What to work on:
A. In the HDF enumeration text, what determines the order of symbols?
B. Reproduce word for word the part of the HDF enumeration text that opens with the words containing "The HDF library" and closes with "(val1 < val2) ...".

Source text:
________
The HDF library will not provide conversions between enumerated data and integers although the application is free to do so (this is a policy we apply to all classes of HDF data types). However, since enumeration types are derived from integer types it is permissible to treat enumerated data as integers and perform integer conversions in that context.
Symbol order is determined by the integer values associated
with each symbol. When the integer data type is a native type,
testing the relative order of two symbols is an easy process:
simply compare the values of the symbols. If only the symbol
names are available then the values must first be determined by
calling H5Tenum_valueof()
.
short val1, val2; H5Tenum_valueof(hdf_en_colors, "WHITE", &val1); H5Tenum_valueof(hdf_en_colors, "BLACK", &val2); if (val1 < val2) ...
When the underlying integer data type is not a native type then
the easiest way to compare symbols is to first create a similar
enumeration type that contains all the same symbols but has a
native integer type (HDF type conversion features can be used to
convert the non-native values to native values). Once we have a
native type we can compare symbol order as just described. If
foreign
is some non-native enumeration type then a
native type can be created as follows:
int n = H5Tget_nmembers(foreign); hid_t itype = H5Tget_super(foreign); void *val = malloc(n * MAX(H5Tget_size(itype), sizeof(int))); char *name = malloc(n * sizeof(char*)); int i; /* Get foreign type information */ for (i=0; i<n; i++) { name[i] = H5Tget_member_name(foreign, i); H5Tget_member_value(foreign, i, (char*)val+i*H5Tget_size(foreign)); } /* Convert integer values to new type */ H5Tconvert(itype, H5T_NATIVE_INT, n, val, NULL); /* Build a native type */ hid_t native = H5Tenum_create(H5T_NATIVE_INT); for (i=0; i<n; i++) { H5Tenum_insert(native, name[i], ((int*)val)[i]); free(name[i]); } free(name); free(val);
It is also possible to convert enumerated data to a new type
that has a different order defined for the symbols. For
instance, we can define a new type, reverse
that
defines the same five colors but in the reverse order.
________
Data for analysis:
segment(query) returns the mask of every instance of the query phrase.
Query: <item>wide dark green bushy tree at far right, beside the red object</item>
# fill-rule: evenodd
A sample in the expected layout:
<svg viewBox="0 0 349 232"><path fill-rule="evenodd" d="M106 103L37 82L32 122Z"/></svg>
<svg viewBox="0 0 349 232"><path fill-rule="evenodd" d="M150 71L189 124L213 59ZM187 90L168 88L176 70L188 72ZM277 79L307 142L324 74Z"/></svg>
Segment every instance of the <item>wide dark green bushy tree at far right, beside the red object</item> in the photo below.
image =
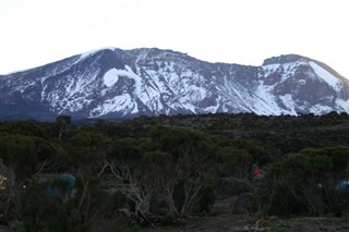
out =
<svg viewBox="0 0 349 232"><path fill-rule="evenodd" d="M288 154L280 162L267 168L261 192L256 193L263 198L260 204L268 205L266 211L284 216L321 216L334 211L344 197L335 190L338 178L346 176L346 164L339 160L347 163L348 155L344 147L306 148ZM288 197L284 197L280 204L282 196ZM341 210L347 208L348 205L341 206Z"/></svg>

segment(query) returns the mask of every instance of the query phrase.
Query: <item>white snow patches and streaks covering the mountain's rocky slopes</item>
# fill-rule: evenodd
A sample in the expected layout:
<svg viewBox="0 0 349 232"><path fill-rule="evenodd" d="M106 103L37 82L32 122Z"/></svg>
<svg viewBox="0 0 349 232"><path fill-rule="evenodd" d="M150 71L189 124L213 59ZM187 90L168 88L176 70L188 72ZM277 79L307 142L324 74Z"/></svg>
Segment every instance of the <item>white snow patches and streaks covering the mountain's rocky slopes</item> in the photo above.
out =
<svg viewBox="0 0 349 232"><path fill-rule="evenodd" d="M86 59L95 52L98 52L98 50L85 52L71 62L61 65L61 69L55 68L49 71L50 73L61 72L72 63L76 63L76 60ZM137 63L146 57L146 53L147 50L144 50L139 56L135 69L132 70L130 66L124 65L123 69L110 69L103 75L104 87L100 91L98 90L98 105L89 111L91 117L100 117L110 112L120 112L123 115L136 114L142 103L155 114L174 112L176 110L189 110L193 113L242 111L264 115L297 115L296 109L310 110L310 112L316 114L333 111L334 108L324 103L309 106L306 102L303 105L294 102L292 94L278 96L278 91L275 90L276 86L293 77L294 72L301 64L310 65L313 69L313 72L308 73L311 78L320 78L320 81L328 83L336 90L341 88L341 82L336 76L316 62L308 60L265 65L263 66L264 72L258 74L266 77L277 72L279 80L275 85L264 85L264 78L261 77L260 83L251 82L249 86L245 86L239 82L239 76L234 76L236 74L232 71L227 71L227 73L221 71L225 76L219 76L213 71L207 74L209 75L209 80L207 80L194 68L180 62L166 61L157 63L159 70L152 70ZM67 75L63 88L58 88L50 94L43 94L43 100L49 100L52 108L60 112L75 112L89 108L88 105L92 101L96 102L95 96L91 93L96 93L96 88L99 87L100 83L97 83L96 78L100 75L101 70L93 66L87 70ZM216 78L214 78L215 75L217 75ZM123 91L123 94L120 94L118 91L118 96L112 95L115 93L113 89L120 87L117 86L120 83L120 77L134 80L133 86L128 86L130 87L129 89L132 89L132 93ZM304 85L305 83L306 80L298 80L299 85ZM46 82L43 81L41 84L45 89ZM60 83L58 82L58 84ZM208 99L209 102L213 100L216 102L206 108L201 108L200 103L203 100L208 102ZM140 101L142 103L137 105ZM321 102L327 101L322 100ZM335 110L349 112L349 100L336 99Z"/></svg>

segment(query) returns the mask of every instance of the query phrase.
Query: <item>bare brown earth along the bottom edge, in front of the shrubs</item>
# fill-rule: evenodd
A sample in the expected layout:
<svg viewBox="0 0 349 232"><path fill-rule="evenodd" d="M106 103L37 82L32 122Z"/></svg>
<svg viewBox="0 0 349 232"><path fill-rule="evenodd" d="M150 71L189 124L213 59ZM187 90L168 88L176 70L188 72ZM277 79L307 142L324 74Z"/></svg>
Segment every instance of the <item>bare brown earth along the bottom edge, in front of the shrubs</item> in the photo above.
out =
<svg viewBox="0 0 349 232"><path fill-rule="evenodd" d="M232 215L229 211L234 198L218 200L212 216L188 218L177 224L142 229L143 232L348 232L349 218L309 217L256 219L248 213Z"/></svg>

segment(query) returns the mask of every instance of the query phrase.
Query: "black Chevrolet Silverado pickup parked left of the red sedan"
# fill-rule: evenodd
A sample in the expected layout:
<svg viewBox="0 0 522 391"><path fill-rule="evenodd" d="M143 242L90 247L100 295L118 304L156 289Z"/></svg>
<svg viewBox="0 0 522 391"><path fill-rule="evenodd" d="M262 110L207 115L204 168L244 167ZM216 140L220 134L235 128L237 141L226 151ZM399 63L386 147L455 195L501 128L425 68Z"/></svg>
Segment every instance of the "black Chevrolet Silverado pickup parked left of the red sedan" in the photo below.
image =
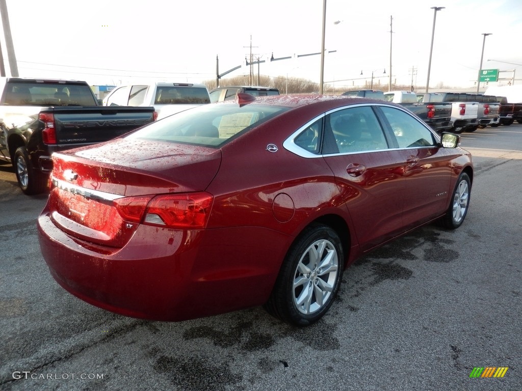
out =
<svg viewBox="0 0 522 391"><path fill-rule="evenodd" d="M85 81L0 78L0 163L26 194L48 187L53 152L108 141L155 120L153 107L103 107Z"/></svg>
________
Answer section:
A. The integer values associated with each symbol determine symbol order.

B.
The HDF library will not provide conversions between enumerated data and integers although the application is free to do so (this is a policy we apply to all classes of HDF data types). However, since enumeration types are derived from integer types it is permissible to treat enumerated data as integers and perform integer conversions in that context.
Symbol order is determined by the integer values associated
with each symbol. When the integer data type is a native type,
testing the relative order of two symbols is an easy process:
simply compare the values of the symbols. If only the symbol
names are available then the values must first be determined by
calling H5Tenum_valueof()
.
short val1, val2; H5Tenum_valueof(hdf_en_colors, "WHITE", &val1); H5Tenum_valueof(hdf_en_colors, "BLACK", &val2); if (val1 < val2) ...